[Given text]

+++

This did not turn out to be good writing. It was more like word vomit, that I had to get out of my brain.

That's okay.

XOXO_Mc

Monday, June 01, 2009

Ruminations

My feelings for them can be compared to the feelings you experience when you see a hardened, whored-out woman walking towards you on the street. I don’t mean faux-trashy BU undergrads with their black stockings torn by French-manicured nails, I mean the woman whose hair could be dyed or dirty, anybody’s guess. She’s tattooed, pierced in nineteen places, her eye makeup smeared, stumbling down the street. Half of you recoils in disgust and wants to sterilize the ground she's walking on, and the other half wants to reach out to her, give her a damp towel, and hug her, asking, "How did absolutely everything go wrong for you?"

But at the end of the experience, you realize that this is a fleeting moment of horrified pity, five seconds in your life, the life of a person that can afford five second breaks to think about things like that. On second six, your mind returns to whether Kenmore Square will be mobbed, if the gas gauge is accurate, what you’re going to teach tomorrow, what leftovers wait in the fridge. You can't stop for more than five seconds. You can’t let either half win, because you have to live your life and not get sucked in.

Sunday, May 03, 2009

365 things about me... #1-25

As a result of a double dog dare...

We'll see how far I get. I'm tired.

365 things about me

  1. I'm 5'6.
  2. In high school, elizabeth had a website and she posted a picture of me, tanned, grinning sleepily, in the car on the way home from the beach. The caption was "5'5 with brown eyes... smile like the sunrise" like the song. I didn't correct her.
  3. My mom just called, and when I told her what I was doing, she suggested that I add this tid-bit, which I have probably heard, but forgotten: When I was a toddler, I really wanted to wear an ace bandage wrapped around my waist (over my shirt) and a polka-dotted shower cap. My mom, when faced with the task of going against my desire to do so, gave in and let me wear the outfit. She swears every mother who noticed in the grocery store understood.
  4. I have terrible vision. I wear contacts, and it's correctable, but it's bad without them.
  5. I usually have tan lines yearround.
  6. I wear short skirts because I like my legs. I am not ashamed of this.
  7. For my Bat Mitzvah, I couldn't find a dress that fit. That's how awkward I was. We had to have one made by a dressmaker. I ended up loving the entire experience. She did all the alterations on every prom dress I wore.
  8. I am a mess. I work so hard to be organized, but... alas...
  9. I lived in Texas until I was 10. I am glad I moved. I think bad things would have happened if I hadn't moved.
  10. I think Dr. Pepper is an aberration.
  11. I used to live in a castle.
  12. I find Hugh Laurie extremely attractive.
  13. I watched the new Hannah Montana movie illegally online last week. I loved it.
  14. I grew up line dancing to Billy Ray Cyrus' "Achey Breakey Heart."
  15. I was the north texas state champion horseback rider two years running. I'd love to ride again. Take me riding. I'll love you forever.

+++

Dataset items
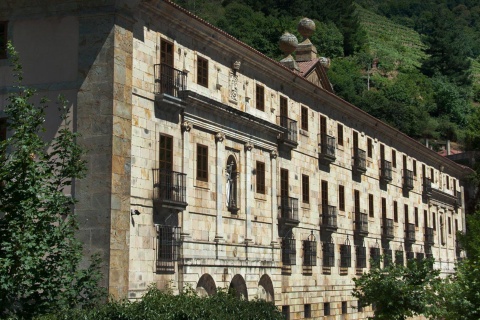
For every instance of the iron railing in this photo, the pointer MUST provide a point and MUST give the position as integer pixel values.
(169, 187)
(386, 170)
(169, 80)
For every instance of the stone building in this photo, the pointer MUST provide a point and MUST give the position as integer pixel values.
(214, 166)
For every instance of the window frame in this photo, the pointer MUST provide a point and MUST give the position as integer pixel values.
(202, 163)
(202, 71)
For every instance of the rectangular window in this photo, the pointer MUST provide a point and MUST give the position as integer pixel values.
(307, 311)
(202, 71)
(3, 39)
(340, 134)
(370, 205)
(369, 148)
(341, 198)
(304, 119)
(260, 177)
(305, 188)
(416, 217)
(202, 162)
(260, 98)
(326, 308)
(395, 211)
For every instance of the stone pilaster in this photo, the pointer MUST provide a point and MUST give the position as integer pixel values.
(248, 191)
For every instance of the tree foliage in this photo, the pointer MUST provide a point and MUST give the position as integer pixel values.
(39, 254)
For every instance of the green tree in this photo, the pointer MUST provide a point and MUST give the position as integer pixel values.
(39, 254)
(398, 292)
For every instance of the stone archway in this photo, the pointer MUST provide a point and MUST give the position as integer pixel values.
(239, 287)
(206, 285)
(265, 289)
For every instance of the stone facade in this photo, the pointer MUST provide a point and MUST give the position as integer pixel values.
(195, 178)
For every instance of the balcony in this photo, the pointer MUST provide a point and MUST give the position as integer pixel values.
(410, 233)
(329, 218)
(427, 187)
(169, 189)
(385, 171)
(326, 148)
(289, 211)
(361, 224)
(407, 179)
(289, 136)
(169, 83)
(387, 229)
(429, 238)
(359, 160)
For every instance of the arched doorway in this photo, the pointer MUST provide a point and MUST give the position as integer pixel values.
(206, 285)
(265, 289)
(239, 287)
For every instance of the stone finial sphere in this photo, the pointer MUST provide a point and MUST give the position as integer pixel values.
(306, 27)
(288, 43)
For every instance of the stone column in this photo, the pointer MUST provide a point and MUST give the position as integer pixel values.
(219, 185)
(248, 191)
(188, 170)
(274, 207)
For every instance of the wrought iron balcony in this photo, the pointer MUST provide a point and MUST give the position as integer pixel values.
(386, 171)
(407, 179)
(427, 187)
(169, 80)
(169, 189)
(361, 223)
(387, 229)
(289, 211)
(429, 238)
(359, 160)
(410, 233)
(289, 137)
(326, 148)
(329, 218)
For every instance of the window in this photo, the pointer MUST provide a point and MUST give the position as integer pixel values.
(326, 308)
(304, 118)
(260, 177)
(340, 134)
(168, 242)
(3, 39)
(341, 198)
(369, 148)
(202, 71)
(370, 205)
(260, 98)
(307, 311)
(395, 211)
(305, 189)
(202, 162)
(416, 217)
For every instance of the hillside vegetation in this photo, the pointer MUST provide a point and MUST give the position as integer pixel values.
(411, 63)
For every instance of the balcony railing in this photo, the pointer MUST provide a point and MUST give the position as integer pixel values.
(169, 80)
(429, 239)
(289, 211)
(427, 187)
(327, 148)
(290, 136)
(387, 229)
(169, 188)
(359, 160)
(410, 232)
(386, 171)
(329, 218)
(407, 179)
(289, 251)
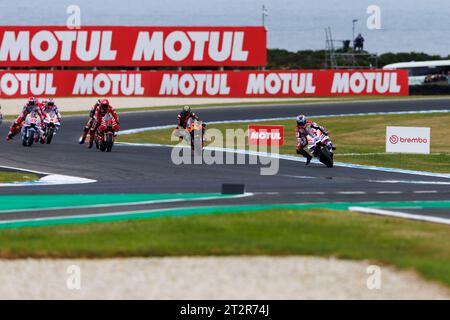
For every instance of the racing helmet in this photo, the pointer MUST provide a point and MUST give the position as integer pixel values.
(301, 120)
(32, 101)
(186, 111)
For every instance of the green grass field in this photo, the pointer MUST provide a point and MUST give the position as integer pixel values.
(9, 177)
(407, 244)
(357, 135)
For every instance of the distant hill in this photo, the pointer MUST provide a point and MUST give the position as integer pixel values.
(315, 59)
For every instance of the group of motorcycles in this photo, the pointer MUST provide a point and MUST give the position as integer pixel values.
(319, 145)
(35, 130)
(106, 133)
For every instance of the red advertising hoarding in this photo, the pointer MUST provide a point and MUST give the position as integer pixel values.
(274, 83)
(265, 135)
(33, 46)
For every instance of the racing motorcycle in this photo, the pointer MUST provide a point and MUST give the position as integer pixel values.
(320, 147)
(106, 133)
(51, 126)
(31, 129)
(194, 134)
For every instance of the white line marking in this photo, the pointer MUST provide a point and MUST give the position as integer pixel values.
(383, 153)
(49, 179)
(400, 215)
(389, 192)
(310, 192)
(351, 192)
(425, 191)
(297, 177)
(411, 182)
(136, 203)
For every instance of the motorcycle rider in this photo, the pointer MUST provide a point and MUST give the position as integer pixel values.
(50, 106)
(101, 111)
(32, 105)
(185, 119)
(304, 128)
(185, 115)
(90, 121)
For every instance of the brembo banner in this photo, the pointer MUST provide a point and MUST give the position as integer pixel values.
(275, 83)
(33, 46)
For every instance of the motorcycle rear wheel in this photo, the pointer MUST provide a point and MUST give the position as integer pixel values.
(109, 142)
(325, 157)
(30, 138)
(50, 133)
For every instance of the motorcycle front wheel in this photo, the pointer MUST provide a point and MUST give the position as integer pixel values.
(325, 157)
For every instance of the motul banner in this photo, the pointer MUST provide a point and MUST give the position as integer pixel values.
(132, 46)
(265, 135)
(276, 83)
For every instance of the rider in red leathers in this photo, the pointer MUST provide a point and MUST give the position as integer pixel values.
(31, 106)
(304, 128)
(101, 111)
(90, 121)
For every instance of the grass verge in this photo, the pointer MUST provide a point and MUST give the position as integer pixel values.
(424, 247)
(357, 139)
(10, 177)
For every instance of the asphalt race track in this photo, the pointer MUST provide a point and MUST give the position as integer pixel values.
(131, 169)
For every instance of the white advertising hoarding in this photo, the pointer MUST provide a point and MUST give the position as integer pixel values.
(408, 139)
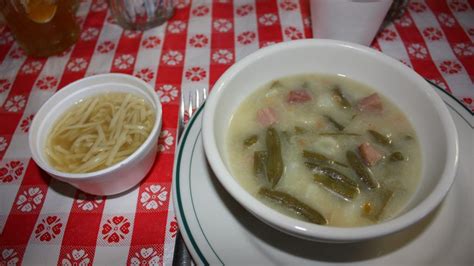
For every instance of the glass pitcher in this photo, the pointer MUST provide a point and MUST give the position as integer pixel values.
(42, 27)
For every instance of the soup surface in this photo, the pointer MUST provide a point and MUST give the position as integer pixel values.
(324, 149)
(98, 132)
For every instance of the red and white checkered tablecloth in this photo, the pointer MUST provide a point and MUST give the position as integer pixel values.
(44, 221)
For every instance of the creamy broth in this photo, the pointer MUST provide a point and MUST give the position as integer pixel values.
(328, 116)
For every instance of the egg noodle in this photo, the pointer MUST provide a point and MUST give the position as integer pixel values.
(98, 132)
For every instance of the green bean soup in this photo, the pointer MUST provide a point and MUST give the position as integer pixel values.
(324, 149)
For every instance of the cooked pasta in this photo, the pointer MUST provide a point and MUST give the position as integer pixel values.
(98, 132)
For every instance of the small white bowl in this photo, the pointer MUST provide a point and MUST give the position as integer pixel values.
(118, 177)
(409, 91)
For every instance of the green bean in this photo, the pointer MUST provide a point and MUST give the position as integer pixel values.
(332, 173)
(250, 140)
(374, 208)
(345, 190)
(339, 134)
(334, 123)
(275, 160)
(362, 171)
(314, 156)
(259, 163)
(340, 99)
(294, 204)
(396, 156)
(380, 138)
(275, 84)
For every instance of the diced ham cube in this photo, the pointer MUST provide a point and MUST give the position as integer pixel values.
(370, 155)
(371, 103)
(266, 116)
(299, 96)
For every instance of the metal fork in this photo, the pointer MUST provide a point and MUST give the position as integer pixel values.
(196, 98)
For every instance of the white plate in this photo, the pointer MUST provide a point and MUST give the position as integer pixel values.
(217, 230)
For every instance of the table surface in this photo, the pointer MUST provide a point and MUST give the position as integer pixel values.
(44, 221)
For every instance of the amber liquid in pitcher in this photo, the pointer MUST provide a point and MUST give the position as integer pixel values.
(42, 27)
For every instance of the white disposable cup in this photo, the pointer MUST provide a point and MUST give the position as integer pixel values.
(118, 177)
(348, 20)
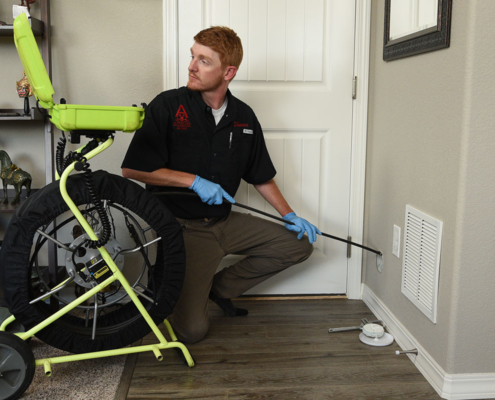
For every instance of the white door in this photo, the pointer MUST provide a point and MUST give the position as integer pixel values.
(297, 76)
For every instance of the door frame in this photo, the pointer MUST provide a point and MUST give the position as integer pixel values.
(359, 130)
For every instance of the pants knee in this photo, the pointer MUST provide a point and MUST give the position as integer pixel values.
(304, 251)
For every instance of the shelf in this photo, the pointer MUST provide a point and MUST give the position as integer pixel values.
(34, 115)
(9, 208)
(36, 25)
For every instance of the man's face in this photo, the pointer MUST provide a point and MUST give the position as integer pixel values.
(205, 70)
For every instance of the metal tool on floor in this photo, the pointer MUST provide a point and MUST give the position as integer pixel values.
(364, 322)
(372, 332)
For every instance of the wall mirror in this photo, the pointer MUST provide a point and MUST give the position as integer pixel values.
(415, 26)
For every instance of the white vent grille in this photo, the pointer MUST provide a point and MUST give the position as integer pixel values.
(421, 262)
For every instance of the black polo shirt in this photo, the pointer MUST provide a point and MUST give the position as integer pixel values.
(179, 133)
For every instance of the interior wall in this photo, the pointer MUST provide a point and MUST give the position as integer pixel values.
(429, 146)
(103, 53)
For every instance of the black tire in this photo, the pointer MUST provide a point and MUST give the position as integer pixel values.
(17, 366)
(122, 325)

+++

[Task brief] Condense the paragraph of the blog post that begins "But at the end of the experience" into two or three sentences that keep its main points.

[Output of the exercise] The horrified pity is only a fleeting five seconds, a break that only someone who can afford it gets to take. By second six, your mind returns to ordinary concerns: whether Kenmore Square will be mobbed, whether the gas gauge is accurate, what you're teaching tomorrow, and what leftovers are in the fridge. You can't let either half win, because you have to live your life and not get sucked in.